══ GIVEN TEXT ══
Fresh Harvest Products, Inc.
280 Madison Avenue, Ste 1005
New York, New York 10016 USA
March 4, 2011
Michael J. Friedman
280 Madison Avenue, Ste 1005
New York, New York 10016
Re:
Conversion of Accrued Compensation to Equity
Dear Michael:
Fresh Harvest Products, Inc., a New Jersey corporation (“Fresh Harvest” or the “Company”), owes you (“Executive”) accrued but unpaid compensation in the aggregate amount of $228,008 (“Accrued Compensation”). Pursuant to discussions between Executive and Fresh Harvest, it has been agreed that all Accrued Compensation owed by Fresh Harvest to Executive shall be converted into shares of Series A Convertible Preferred Stock, par value $0.0001 per share (the “Preferred Stock”), of Fresh Harvest (the “Conversion”), as set forth below.
1.
Conversion of Accrued Compensation into Equity. Fresh Harvest and Executive hereby agree that all Accrued Compensation owed by Fresh Harvest to Executive is hereby converted into 268,244 shares of Preferred Stock (the “Shares”).
2.
Representations and Warranties of Executive. Executive hereby represents and warrants to Fresh Harvest that:
(a)
Securities Not Registered. Executive is acquiring the Shares for its own account, not as an agent or nominee, and not with a view to, or for sale in connection with, any distribution thereof in violation of applicable securities laws.
(b)
Access to Information. The Company has made available to Executive the opportunity to ask questions of and to receive answers from the Company’s officers, directors and other authorized representatives concerning the Company and its business and prospects, and Executive has been permitted to have access to all information which it has requested in order to evaluate the merits and risks of the Conversion. Executive believes that it has received all the information Executive considers necessary or appropriate for deciding whether to acquire the Shares. Executive is aware that the Company intends to seek shareholder ratification of the Company’s Certificate of Designations of Series A Convertible Preferred Stock and the issuance of the Shares and that such ratification may not be forthcoming.
(c)
Investment Experience. Executive is an investor in securities of companies in the development stage and acknowledges that it is able to fend for itself, can bear the economic risk of its investment, and has such knowledge and experience in financial and business matters that it is capable of evaluating the merits and risks of the Conversion and the Shares.
(d)
No Brokers or Finders. Executive has incurred no liability for commissions or other fees to any finder or broker in connection with the transactions contemplated by this letter agreement, the cost of which is in any part the liability of or payable by the Company.
═══
TO DO ▸
a. Echo the letter word for word, starting at "Representations and Warranties" and ending at "applicable securities laws.".
b. For each statement, answer yes or no depending on whether the letter agrees with it, and quote the words of the letter that decide it: (i) the Accrued Compensation is turned into 268,244 shares of Preferred Stock; (ii) Fresh Harvest is a Delaware corporation; (iii) shareholder ratification of the share issuance is certain.
The data that comes next was gathered from a different source than the letter.
══ DATA EXTRACT ══
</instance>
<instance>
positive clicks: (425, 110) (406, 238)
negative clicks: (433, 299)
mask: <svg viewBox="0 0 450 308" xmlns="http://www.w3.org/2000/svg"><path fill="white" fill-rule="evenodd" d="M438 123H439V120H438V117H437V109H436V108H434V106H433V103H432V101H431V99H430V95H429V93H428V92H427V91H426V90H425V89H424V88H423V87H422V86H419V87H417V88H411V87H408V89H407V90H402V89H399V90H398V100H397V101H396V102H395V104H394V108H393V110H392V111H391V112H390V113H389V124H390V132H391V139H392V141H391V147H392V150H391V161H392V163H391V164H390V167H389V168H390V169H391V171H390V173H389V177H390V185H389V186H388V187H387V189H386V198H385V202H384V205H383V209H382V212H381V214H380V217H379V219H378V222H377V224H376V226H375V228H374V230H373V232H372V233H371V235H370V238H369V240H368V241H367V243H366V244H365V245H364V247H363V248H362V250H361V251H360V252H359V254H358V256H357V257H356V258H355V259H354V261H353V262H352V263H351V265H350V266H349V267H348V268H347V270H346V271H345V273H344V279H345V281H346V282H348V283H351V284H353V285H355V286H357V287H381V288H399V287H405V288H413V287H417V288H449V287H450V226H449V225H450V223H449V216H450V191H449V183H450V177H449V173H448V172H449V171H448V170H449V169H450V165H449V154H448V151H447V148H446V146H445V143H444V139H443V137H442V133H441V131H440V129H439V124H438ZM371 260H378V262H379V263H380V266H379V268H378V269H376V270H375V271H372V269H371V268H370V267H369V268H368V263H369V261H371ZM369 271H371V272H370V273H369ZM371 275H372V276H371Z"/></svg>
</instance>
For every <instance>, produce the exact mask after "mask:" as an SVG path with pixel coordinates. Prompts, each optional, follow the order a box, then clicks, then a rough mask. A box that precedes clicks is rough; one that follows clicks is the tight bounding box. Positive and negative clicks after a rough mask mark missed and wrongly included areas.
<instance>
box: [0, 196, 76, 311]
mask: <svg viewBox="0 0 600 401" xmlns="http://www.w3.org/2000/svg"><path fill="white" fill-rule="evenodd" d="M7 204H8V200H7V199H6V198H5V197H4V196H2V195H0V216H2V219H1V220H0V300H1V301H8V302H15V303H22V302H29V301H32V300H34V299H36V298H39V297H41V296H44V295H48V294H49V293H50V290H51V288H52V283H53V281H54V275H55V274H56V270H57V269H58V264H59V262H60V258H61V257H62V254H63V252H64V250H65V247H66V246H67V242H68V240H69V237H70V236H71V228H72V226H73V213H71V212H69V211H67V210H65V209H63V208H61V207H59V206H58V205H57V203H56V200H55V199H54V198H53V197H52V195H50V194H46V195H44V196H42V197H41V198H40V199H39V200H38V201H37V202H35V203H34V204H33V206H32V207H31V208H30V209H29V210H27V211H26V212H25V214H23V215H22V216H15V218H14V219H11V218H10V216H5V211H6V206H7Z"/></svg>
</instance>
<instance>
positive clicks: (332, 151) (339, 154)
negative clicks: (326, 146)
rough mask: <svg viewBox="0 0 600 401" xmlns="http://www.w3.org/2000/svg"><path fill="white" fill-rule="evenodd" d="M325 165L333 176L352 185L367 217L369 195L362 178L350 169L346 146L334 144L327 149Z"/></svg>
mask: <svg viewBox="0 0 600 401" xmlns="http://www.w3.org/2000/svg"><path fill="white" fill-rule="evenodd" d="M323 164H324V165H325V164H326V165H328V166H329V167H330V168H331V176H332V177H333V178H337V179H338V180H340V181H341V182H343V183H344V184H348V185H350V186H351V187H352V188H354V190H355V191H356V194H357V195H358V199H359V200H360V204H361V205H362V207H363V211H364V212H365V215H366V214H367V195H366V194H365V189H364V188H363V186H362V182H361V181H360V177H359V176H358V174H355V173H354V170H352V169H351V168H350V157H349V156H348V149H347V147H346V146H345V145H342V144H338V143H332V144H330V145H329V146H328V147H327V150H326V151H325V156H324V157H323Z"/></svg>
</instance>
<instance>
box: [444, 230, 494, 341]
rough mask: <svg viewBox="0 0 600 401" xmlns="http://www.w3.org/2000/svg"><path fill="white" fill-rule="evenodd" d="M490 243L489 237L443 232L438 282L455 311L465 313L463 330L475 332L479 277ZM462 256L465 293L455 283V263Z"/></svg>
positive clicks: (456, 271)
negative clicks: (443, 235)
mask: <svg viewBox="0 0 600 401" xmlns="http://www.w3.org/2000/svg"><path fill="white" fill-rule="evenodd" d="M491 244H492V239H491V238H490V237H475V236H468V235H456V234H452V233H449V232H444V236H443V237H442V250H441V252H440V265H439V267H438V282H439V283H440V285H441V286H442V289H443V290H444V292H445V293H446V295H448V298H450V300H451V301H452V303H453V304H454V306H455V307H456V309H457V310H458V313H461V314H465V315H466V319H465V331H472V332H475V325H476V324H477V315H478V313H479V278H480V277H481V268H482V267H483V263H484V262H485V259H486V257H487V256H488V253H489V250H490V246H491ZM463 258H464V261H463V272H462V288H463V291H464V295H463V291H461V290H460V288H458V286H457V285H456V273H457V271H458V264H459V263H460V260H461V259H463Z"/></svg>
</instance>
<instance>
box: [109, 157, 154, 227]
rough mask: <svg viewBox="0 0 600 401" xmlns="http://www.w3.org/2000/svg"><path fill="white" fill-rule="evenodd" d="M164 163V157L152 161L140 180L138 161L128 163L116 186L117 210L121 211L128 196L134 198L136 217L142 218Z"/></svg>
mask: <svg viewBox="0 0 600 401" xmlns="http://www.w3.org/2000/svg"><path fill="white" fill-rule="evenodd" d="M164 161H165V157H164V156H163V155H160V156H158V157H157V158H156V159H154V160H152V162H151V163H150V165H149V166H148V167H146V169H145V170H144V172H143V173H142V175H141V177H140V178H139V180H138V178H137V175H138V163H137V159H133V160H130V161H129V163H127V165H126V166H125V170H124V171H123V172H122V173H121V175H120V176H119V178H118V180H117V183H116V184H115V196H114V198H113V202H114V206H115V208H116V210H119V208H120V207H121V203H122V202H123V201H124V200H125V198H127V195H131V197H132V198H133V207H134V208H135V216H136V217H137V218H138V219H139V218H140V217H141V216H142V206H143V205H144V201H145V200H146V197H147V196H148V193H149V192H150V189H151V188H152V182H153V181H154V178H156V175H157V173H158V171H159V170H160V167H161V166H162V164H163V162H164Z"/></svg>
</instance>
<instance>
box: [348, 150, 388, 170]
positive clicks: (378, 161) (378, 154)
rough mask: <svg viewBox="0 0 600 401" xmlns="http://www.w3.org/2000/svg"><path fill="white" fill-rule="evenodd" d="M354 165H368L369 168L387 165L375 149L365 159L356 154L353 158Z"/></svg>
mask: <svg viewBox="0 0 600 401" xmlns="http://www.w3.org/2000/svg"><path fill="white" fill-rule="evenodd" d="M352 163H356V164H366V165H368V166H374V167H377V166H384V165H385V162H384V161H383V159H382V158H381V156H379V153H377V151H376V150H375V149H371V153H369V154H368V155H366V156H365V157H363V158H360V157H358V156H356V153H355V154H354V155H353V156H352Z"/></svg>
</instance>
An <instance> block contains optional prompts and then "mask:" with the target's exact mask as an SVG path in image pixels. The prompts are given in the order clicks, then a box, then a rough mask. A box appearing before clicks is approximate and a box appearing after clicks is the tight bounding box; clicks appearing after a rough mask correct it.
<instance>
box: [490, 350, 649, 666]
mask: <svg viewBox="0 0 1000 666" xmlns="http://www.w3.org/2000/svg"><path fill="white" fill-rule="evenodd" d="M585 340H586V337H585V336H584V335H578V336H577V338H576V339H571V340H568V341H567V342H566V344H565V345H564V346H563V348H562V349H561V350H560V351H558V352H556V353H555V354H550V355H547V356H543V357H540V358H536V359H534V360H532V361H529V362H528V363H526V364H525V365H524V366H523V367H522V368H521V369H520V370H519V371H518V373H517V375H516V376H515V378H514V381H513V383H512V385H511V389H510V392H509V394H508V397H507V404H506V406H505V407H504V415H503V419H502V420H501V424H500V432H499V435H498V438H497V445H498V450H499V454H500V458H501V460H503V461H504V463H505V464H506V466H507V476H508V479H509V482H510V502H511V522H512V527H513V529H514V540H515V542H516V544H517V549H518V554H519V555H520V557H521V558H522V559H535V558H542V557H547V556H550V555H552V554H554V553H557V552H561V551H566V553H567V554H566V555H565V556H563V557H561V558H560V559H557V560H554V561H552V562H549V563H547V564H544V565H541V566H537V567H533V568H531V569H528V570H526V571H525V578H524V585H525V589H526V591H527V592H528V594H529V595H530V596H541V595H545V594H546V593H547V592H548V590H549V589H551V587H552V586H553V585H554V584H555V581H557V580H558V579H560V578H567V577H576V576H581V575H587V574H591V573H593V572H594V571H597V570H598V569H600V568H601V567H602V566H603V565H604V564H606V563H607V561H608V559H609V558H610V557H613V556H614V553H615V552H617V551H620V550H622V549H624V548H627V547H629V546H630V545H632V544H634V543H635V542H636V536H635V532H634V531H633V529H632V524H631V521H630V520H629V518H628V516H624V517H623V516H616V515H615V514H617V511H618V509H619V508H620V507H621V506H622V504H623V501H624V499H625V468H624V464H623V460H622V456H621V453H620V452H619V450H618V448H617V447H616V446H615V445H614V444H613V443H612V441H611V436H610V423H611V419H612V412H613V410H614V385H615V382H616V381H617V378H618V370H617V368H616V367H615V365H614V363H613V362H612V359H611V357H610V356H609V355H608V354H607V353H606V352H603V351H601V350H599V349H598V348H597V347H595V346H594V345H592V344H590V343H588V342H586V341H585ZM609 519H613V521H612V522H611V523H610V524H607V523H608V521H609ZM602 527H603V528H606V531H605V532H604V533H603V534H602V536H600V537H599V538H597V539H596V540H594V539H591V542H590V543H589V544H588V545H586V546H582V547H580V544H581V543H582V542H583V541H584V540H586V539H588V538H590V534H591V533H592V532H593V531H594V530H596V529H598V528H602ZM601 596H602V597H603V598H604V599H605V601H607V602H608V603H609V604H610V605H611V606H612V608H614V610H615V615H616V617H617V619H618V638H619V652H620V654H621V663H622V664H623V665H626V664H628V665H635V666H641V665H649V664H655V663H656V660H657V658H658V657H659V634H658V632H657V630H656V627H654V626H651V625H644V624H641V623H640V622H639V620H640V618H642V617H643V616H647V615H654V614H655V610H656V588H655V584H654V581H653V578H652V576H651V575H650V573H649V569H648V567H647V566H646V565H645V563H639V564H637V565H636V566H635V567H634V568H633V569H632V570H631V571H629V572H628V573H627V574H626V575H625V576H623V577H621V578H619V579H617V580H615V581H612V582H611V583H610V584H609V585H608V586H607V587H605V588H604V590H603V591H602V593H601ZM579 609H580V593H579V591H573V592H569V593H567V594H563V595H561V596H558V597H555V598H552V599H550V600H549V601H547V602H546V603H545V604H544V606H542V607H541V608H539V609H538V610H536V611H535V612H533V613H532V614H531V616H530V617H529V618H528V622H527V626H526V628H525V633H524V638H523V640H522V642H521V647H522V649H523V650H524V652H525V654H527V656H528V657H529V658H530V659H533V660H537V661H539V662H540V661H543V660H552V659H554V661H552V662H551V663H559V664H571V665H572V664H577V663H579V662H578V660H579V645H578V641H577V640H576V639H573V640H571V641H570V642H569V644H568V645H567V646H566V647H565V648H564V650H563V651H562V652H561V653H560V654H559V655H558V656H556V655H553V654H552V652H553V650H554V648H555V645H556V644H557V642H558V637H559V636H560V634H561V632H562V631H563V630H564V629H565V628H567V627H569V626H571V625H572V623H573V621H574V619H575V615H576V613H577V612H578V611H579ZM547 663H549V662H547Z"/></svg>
═══
COMPLETED EXERCISE ▸
a.
Representations and Warranties of Executive. Executive hereby represents and warrants to Fresh Harvest that:
(a)
Securities Not Registered. Executive is acquiring the Shares for its own account, not as an agent or nominee, and not with a view to, or for sale in connection with, any distribution thereof in violation of applicable securities laws.

b.
(i) Yes: "all Accrued Compensation owed by Fresh Harvest to Executive is hereby converted into 268,244 shares of Preferred Stock"
(ii) No: "Fresh Harvest Products, Inc., a New Jersey corporation"
(iii) No: "such ratification may not be forthcoming"